[Image object location rows]

□ □ □ □ □

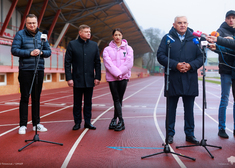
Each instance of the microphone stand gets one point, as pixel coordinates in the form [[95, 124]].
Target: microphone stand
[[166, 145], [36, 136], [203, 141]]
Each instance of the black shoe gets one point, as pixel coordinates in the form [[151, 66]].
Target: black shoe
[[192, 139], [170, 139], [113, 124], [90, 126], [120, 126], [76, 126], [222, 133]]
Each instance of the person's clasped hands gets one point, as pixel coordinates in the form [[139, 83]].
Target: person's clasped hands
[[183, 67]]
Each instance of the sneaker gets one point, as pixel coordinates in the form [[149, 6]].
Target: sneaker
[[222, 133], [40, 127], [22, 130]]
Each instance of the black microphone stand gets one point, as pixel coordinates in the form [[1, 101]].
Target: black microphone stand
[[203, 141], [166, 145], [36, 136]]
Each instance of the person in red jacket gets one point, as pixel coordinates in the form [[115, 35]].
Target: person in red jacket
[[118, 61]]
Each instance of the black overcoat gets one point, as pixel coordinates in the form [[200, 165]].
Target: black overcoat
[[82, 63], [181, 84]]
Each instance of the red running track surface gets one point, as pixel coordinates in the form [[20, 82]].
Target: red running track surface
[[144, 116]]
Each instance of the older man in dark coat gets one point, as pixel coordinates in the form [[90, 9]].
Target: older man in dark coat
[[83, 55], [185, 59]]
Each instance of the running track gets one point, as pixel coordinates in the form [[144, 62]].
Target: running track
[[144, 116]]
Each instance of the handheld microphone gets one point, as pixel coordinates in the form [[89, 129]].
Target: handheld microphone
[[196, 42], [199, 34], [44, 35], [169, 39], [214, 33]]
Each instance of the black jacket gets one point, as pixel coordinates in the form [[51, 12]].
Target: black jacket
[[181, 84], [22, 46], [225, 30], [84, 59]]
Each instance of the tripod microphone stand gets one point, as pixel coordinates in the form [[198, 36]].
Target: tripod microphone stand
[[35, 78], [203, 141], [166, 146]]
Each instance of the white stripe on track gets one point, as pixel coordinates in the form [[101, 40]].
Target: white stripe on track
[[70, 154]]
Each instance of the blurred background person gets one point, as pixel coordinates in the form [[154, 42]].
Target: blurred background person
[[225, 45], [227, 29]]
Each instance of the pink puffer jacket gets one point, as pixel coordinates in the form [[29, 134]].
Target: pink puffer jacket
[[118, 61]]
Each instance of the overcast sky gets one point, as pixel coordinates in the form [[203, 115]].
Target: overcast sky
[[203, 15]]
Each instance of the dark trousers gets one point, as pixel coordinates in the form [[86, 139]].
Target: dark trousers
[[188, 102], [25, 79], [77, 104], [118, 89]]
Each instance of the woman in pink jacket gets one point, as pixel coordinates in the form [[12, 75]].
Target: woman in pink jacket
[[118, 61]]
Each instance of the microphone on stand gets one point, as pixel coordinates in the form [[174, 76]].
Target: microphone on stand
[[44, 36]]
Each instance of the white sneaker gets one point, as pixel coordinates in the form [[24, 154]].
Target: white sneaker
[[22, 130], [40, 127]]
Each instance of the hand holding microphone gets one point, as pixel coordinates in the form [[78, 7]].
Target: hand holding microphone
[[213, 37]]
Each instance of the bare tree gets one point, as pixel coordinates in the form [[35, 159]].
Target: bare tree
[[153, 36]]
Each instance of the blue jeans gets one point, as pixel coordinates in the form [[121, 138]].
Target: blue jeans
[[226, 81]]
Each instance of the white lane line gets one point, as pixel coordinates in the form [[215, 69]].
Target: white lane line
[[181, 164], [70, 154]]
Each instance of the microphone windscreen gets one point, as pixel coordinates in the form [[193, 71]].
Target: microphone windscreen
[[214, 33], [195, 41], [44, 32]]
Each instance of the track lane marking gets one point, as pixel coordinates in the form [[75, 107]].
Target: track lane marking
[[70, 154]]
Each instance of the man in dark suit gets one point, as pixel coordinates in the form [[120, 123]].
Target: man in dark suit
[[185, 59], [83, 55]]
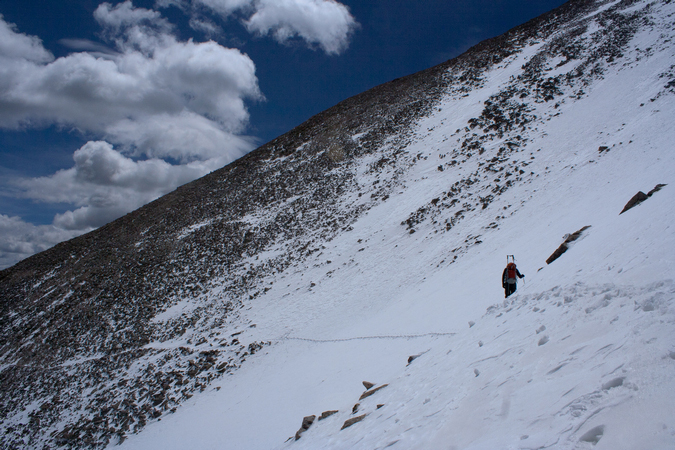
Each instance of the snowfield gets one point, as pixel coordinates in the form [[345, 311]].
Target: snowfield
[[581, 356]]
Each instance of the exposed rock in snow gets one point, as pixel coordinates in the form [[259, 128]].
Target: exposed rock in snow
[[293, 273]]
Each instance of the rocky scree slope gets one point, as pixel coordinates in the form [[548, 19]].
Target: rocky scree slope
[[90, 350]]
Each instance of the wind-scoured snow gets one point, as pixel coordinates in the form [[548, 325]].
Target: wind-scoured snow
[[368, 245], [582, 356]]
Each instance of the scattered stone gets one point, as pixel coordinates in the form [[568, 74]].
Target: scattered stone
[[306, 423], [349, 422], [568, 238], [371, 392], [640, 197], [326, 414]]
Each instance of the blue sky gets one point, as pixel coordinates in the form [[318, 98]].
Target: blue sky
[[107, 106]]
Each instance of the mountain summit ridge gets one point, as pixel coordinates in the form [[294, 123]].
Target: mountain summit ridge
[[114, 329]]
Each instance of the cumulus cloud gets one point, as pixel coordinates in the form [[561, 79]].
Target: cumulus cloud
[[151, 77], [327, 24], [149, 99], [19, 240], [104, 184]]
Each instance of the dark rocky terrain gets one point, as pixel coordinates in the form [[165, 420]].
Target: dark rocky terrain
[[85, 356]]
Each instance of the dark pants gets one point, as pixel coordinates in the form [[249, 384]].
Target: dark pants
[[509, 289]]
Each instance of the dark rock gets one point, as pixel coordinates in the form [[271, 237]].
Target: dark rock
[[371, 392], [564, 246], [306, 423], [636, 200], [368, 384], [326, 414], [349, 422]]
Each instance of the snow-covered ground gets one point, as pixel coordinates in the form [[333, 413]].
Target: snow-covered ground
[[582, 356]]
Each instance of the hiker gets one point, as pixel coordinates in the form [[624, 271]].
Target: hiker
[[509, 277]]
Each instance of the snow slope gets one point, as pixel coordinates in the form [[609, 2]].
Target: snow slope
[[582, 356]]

□ □ □ □ □

THE PROBLEM :: Change "pixel coordinates" to "image coordinates" everywhere in the rows above and give every row again with nothing else altered. Omit the pictures from your answer.

RESULT ::
Each instance of the microphone stand gets one point, as image coordinates in the form [[95, 124]].
Target: microphone stand
[[166, 145], [36, 136], [203, 141]]
Each instance of the black shoe gets one point, as image coordinates in the form [[151, 66]].
Target: black shoe
[[192, 139], [170, 139], [113, 124], [90, 126], [120, 126], [76, 126], [222, 133]]
Each instance of the person's clasped hands gets one point, as image coordinates in the form [[139, 83]].
Target: person's clasped hands
[[183, 67]]
Each instance of the sneaker gets one point, as image coordinates in the form [[149, 6]].
Target: sneaker
[[222, 133], [40, 127], [22, 130]]
Each instance of the black microphone stand gets one point, as image coordinates in the form [[1, 101]].
Target: black microphone stand
[[203, 141], [166, 145], [36, 136]]
Each instance of the person in red jacket gets one point, as image coordinates in the form [[115, 35]].
Target: person in red jacket
[[118, 61]]
Each instance of the black overcoat gets one point, as image coordinates in the form [[200, 165]].
Target: black overcoat
[[82, 63], [181, 84]]
Each instance of the red running track surface gets one point, as image coordinates in the form [[20, 82]].
Target: red running track surface
[[144, 116]]
Each instance of the older man in dark coat gets one point, as image coordinates in the form [[90, 9]].
Target: older man in dark coat
[[83, 55], [185, 59]]
Each instance of the running track gets one point, as image coordinates in the form [[144, 62]].
Target: running track
[[144, 116]]
Each instance of the handheld microphone gets one point, as image coordinates in the form [[89, 129]].
Target: handheld microphone
[[196, 42], [199, 34], [44, 35], [169, 39], [214, 33]]
Each instance of the black jacket gets one point, as image coordinates in the form [[51, 12]].
Target: black jacket
[[181, 84], [22, 46], [225, 30], [84, 59]]
Each instance of the tripod microphone stand gets one point, as image coordinates in the form [[198, 36]].
Target: tripod microphone stand
[[35, 78], [203, 141], [166, 146]]
Each instance of the white stripe on track gets one point, as image coordinates in the form [[101, 40]].
Target: white stripe on track
[[70, 154]]
Each instance of the blurred background person gets one point, as image coordinates in the form [[154, 42]].
Target: blurred background person
[[225, 45], [227, 29]]
Each instance of the pink puffer jacket gets one point, as image coordinates in the form [[29, 134]].
Target: pink puffer jacket
[[118, 61]]
Each instance of the overcast sky gets one point, as image coordinates in the form [[203, 115]].
Target: overcast sky
[[203, 15]]
Each instance of the dark trousers gets one point, as image coordinates in the form [[86, 139]].
Target: dark trousers
[[188, 102], [25, 79], [77, 104], [118, 89]]
Each instance of the woman in pink jacket gets one point, as image coordinates in the form [[12, 75]].
Target: woman in pink jacket
[[118, 61]]
Each instance of the microphone on stand gets one point, as image coordinates in the form [[174, 76]].
Target: microphone on stand
[[44, 36]]
Each instance of the white sneaker gets one point, as image coordinates in the form [[24, 154]].
Target: white sneaker
[[22, 130], [40, 127]]
Each instance of the hand holding microphone gets one point, as image coordinates in the form [[78, 7]].
Target: hand holding microphone
[[213, 37]]
Each instance of the bare tree gets one point, as image coordinates in the form [[35, 159]].
Target: bare tree
[[153, 36]]
Each instance of the blue jeans gets one point, as image coordinates in the form [[121, 138]].
Target: blue jeans
[[226, 81]]
Each instance of the white lane line gets one point, as image coordinates in the form [[215, 69]].
Target: white lane line
[[181, 164], [70, 154]]
Each instance of the microphone windscreen gets one point, as image coordinates in the form [[193, 71]].
Target: microphone windscreen
[[214, 33], [195, 41], [44, 32]]
Each instance of the track lane marking gets one point, as image coordinates in the form [[75, 107]].
Target: track lane marking
[[70, 154]]
Each instance of the man in dark suit gets one point, as image coordinates in the form [[120, 123]].
Target: man in dark suit
[[185, 59], [83, 55]]
Each instance of the snowfield gets one point, as image coordinates in the form [[345, 311]].
Target: snowfield
[[581, 356]]
Each instance of the exposed rock in snow gets one point, as image coordinates in the form [[259, 128]].
Target: exposed rock in snow
[[293, 273]]
Each instance of the rocky scree slope gets one point, as image coordinates in the form [[548, 19]].
Target: rocky scree slope
[[90, 350]]
Each instance of the wind-scoured snow gets one point, as image coordinates in the form [[548, 325]].
Target: wind-scoured snow
[[368, 245], [582, 356]]
Each instance of the scattered stone gets one point, as image coordinates in the form [[568, 74]].
Target: scattered stone
[[306, 423], [349, 422], [568, 238], [371, 392], [640, 197], [326, 414]]
Each instance of the blue sky gets one point, as image coordinates in the form [[318, 98]].
Target: blue sky
[[107, 106]]
Each instance of the mountain summit ridge gets one point, as image coordinates in the form [[294, 123]].
Target: mountain summit ridge
[[114, 329]]
Each instance of the cumulus cloud gets one point, as image coordinates in the form [[561, 79]].
Target: cumulus cloud
[[151, 77], [327, 24], [149, 99], [19, 240], [104, 184]]
Each instance of the dark rocky terrain gets one point, as image coordinates in the form [[165, 420]].
Target: dark rocky terrain
[[85, 356]]
Each instance of the dark pants gets one point, as image coordinates in the form [[249, 384]].
Target: dark pants
[[509, 289]]
Each instance of the dark rock gets one point, as image coordinates in the form [[271, 237]].
Target: dark rock
[[371, 392], [564, 246], [306, 423], [636, 200], [368, 384], [326, 414], [349, 422]]
Each instance of the snow-covered ground gets one point, as image coordinates in the form [[333, 413]].
Target: snow-covered ground
[[582, 356]]
Each instance of the hiker gets one point, as image coordinates in the form [[624, 271]].
Target: hiker
[[509, 277]]
Each instance of the snow slope gets one point, as image coordinates in the form [[609, 2]].
Target: snow slope
[[582, 356]]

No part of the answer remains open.